-- START OF Input for this task --

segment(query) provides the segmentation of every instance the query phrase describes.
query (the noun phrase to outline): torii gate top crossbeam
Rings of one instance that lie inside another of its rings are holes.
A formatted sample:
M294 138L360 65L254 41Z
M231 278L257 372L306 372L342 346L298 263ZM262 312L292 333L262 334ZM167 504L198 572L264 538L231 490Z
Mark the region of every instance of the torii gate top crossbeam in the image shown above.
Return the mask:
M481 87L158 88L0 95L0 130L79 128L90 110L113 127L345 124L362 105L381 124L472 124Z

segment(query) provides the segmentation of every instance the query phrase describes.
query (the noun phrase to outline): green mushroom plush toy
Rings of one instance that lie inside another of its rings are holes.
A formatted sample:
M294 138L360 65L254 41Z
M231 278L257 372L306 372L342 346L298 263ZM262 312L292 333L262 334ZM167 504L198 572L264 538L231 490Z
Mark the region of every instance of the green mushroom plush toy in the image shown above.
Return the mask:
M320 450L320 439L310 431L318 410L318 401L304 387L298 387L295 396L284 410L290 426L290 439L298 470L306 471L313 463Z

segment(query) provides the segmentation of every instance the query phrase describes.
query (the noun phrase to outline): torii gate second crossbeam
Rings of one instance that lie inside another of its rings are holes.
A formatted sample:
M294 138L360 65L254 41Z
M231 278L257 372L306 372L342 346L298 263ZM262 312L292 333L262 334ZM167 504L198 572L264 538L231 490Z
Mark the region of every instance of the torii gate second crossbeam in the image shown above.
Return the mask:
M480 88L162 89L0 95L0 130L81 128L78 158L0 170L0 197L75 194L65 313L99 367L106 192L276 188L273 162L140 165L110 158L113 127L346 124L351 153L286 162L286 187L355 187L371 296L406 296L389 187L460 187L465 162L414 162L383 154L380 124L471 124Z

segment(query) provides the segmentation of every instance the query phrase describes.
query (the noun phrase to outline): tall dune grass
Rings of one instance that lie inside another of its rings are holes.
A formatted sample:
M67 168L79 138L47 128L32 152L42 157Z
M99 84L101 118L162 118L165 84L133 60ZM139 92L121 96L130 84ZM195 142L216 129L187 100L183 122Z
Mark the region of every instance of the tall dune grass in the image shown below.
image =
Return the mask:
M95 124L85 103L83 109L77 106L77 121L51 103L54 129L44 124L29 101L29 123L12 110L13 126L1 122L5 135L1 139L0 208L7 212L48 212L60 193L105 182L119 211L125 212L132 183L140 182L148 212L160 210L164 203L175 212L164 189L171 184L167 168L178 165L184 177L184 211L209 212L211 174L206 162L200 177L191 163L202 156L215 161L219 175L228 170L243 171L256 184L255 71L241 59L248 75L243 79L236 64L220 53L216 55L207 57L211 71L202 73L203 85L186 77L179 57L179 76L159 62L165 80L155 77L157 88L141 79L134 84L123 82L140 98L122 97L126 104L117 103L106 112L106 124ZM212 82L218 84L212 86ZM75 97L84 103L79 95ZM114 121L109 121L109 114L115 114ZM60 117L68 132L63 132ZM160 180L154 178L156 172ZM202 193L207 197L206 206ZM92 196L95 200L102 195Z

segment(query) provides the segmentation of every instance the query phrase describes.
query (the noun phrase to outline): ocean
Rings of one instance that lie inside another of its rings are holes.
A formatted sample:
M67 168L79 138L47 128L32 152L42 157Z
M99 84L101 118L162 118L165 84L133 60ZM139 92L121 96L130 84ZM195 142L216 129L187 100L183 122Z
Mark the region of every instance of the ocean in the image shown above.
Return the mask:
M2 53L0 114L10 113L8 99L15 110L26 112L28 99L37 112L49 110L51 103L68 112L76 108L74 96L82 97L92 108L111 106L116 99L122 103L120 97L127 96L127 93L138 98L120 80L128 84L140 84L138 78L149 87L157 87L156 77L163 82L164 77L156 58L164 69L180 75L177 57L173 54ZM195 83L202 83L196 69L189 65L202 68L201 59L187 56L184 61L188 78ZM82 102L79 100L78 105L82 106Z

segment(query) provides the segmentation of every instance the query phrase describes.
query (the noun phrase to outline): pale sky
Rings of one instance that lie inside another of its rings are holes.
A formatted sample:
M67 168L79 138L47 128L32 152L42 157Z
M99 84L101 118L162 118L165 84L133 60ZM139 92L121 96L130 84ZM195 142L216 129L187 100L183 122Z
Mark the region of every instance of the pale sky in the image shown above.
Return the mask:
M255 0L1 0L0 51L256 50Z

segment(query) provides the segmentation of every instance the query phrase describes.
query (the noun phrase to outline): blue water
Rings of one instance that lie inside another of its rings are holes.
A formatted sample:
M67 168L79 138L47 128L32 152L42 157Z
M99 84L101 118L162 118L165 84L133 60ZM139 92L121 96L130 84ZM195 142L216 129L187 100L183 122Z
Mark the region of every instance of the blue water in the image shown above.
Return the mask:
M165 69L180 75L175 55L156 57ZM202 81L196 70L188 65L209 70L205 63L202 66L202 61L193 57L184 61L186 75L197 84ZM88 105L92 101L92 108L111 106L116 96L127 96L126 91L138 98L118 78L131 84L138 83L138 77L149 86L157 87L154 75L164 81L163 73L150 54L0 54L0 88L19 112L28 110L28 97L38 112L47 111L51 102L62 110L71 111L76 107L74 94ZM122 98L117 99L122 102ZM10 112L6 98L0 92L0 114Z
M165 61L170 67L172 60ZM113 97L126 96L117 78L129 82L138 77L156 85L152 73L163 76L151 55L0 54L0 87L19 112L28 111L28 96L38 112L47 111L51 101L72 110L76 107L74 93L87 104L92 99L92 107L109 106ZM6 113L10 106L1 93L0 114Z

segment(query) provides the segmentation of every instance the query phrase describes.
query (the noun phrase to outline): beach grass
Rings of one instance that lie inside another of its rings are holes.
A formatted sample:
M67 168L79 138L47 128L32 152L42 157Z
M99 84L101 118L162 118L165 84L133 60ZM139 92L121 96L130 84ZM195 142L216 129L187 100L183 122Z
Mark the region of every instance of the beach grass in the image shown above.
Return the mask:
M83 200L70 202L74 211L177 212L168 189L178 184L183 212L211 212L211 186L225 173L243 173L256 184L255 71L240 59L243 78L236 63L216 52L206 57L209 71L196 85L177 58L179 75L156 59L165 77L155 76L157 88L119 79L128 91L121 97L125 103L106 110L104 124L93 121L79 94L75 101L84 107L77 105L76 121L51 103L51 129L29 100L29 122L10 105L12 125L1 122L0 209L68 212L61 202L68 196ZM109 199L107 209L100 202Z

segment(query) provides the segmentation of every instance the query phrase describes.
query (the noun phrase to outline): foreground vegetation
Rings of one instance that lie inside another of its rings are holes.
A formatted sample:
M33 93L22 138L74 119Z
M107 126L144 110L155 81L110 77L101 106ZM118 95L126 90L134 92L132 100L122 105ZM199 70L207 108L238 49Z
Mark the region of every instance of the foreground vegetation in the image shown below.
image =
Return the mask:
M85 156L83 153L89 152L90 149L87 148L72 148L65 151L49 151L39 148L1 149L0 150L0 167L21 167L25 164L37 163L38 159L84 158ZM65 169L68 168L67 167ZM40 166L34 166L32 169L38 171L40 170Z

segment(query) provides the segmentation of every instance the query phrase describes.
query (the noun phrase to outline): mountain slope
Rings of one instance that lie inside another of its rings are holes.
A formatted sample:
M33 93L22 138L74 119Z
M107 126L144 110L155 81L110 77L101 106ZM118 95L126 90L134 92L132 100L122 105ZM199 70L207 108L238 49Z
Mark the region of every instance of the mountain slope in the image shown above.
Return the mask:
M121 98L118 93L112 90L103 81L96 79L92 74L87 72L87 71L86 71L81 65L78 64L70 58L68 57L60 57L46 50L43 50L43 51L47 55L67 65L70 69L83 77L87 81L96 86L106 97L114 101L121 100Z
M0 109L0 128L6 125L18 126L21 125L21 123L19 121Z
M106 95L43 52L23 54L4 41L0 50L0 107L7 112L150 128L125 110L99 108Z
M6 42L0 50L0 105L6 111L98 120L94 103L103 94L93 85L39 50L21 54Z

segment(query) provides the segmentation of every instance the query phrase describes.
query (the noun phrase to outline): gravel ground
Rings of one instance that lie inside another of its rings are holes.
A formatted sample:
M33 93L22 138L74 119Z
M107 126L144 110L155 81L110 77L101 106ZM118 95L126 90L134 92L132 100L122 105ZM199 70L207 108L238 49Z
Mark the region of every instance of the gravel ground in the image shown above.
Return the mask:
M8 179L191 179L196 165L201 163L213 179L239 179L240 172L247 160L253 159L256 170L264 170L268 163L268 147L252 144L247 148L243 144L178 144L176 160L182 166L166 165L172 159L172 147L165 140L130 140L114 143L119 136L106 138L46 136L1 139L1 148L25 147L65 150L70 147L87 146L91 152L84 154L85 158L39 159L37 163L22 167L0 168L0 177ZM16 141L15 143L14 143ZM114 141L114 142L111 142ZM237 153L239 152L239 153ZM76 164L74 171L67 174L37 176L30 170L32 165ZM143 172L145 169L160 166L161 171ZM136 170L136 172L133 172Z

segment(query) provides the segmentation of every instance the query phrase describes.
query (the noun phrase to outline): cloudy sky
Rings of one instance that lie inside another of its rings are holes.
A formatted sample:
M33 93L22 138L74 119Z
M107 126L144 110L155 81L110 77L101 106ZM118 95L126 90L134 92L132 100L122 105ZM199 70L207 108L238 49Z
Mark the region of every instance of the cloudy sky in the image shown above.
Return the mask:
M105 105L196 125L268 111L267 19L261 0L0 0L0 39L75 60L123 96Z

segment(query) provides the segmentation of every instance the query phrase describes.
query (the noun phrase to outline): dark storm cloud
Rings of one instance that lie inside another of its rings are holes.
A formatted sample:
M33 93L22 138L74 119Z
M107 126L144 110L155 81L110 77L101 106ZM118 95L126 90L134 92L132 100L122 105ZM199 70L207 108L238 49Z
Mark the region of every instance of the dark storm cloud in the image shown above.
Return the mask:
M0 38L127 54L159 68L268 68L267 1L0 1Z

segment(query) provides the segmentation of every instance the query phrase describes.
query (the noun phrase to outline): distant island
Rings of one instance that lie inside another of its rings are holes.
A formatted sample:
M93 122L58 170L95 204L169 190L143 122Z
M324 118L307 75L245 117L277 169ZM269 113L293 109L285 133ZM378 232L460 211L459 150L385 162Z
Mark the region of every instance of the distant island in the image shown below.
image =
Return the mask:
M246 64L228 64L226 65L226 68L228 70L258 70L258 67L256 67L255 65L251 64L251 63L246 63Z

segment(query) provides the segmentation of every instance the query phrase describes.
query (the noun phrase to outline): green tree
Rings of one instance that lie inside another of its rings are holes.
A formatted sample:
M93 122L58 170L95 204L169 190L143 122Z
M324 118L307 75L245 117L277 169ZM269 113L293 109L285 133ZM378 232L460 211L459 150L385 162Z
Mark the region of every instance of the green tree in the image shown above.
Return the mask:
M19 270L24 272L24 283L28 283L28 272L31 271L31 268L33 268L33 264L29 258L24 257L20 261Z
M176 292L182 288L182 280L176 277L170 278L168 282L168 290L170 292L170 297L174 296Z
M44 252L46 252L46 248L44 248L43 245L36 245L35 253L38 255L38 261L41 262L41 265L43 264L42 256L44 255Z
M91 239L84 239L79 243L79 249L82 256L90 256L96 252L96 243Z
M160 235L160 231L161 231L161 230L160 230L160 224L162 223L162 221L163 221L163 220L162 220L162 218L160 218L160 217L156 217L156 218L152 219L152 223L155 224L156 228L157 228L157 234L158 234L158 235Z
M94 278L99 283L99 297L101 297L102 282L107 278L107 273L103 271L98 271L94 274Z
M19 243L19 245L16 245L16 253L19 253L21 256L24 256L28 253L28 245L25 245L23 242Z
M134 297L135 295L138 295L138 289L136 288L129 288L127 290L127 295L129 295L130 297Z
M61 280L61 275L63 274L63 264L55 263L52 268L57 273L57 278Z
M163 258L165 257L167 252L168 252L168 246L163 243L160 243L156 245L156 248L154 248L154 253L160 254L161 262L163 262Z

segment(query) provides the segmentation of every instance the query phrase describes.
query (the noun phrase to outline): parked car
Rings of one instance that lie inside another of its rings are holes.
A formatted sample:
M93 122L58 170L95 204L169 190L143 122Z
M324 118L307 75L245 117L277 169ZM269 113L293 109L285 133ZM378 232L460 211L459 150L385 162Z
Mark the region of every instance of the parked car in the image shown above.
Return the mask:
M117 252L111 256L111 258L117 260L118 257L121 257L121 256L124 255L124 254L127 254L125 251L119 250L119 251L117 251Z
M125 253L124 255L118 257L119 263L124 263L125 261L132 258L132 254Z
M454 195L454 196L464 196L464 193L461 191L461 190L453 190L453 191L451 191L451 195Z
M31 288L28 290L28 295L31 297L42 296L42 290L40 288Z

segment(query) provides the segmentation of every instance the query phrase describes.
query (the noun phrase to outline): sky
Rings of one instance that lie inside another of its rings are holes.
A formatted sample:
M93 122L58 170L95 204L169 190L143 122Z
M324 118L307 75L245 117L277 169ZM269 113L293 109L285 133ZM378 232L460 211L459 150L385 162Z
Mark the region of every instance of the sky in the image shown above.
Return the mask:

-- END OF Input for this task --

■ Brief: Select every line of the records above that contains the word "blue", and copy those lines out.

■ Response to the task:
query (the noun phrase to outline): blue water
Mark the region of every instance of the blue water in the image shown above.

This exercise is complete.